** begin DATASET RECORDS **
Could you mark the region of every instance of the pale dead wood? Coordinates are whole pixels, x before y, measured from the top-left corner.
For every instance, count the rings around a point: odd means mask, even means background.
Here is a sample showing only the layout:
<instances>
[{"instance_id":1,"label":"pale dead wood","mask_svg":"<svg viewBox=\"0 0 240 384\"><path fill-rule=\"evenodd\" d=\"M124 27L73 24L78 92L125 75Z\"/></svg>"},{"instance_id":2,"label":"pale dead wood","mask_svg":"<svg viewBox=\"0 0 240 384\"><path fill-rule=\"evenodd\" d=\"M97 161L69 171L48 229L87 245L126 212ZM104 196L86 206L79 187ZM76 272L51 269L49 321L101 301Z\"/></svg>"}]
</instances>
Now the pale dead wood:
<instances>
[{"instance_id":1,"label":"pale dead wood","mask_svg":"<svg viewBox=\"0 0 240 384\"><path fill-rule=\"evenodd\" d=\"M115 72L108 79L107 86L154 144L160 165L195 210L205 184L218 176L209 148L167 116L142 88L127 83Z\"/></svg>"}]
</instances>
** end DATASET RECORDS **
SET EXERCISE. Please rewrite every line of the entries above as a Markdown table, one row per line, with a Row column for its number and an Entry line column for its text, and leave out any blank lines.

RESPONSE.
| Row | Entry line |
|---|---|
| 1 | Could you mark the region of every instance of the pale dead wood? Coordinates are whole pixels, x before y, measured from the top-left corner. |
| 2 | For every instance, count the rings around a point: odd means mask, even means background. |
| 3 | Here is a sample showing only the layout: |
| 4 | <instances> |
| 5 | [{"instance_id":1,"label":"pale dead wood","mask_svg":"<svg viewBox=\"0 0 240 384\"><path fill-rule=\"evenodd\" d=\"M124 27L73 24L78 92L125 75Z\"/></svg>"},{"instance_id":2,"label":"pale dead wood","mask_svg":"<svg viewBox=\"0 0 240 384\"><path fill-rule=\"evenodd\" d=\"M97 161L69 171L48 229L87 245L126 212ZM104 196L86 206L79 187ZM76 272L51 269L49 321L101 301Z\"/></svg>"}] |
| 6 | </instances> |
| 7 | Now the pale dead wood: |
| 8 | <instances> |
| 9 | [{"instance_id":1,"label":"pale dead wood","mask_svg":"<svg viewBox=\"0 0 240 384\"><path fill-rule=\"evenodd\" d=\"M115 72L108 79L107 86L154 144L160 165L195 210L205 184L218 176L209 148L167 116L142 88L127 83Z\"/></svg>"}] |
| 10 | </instances> |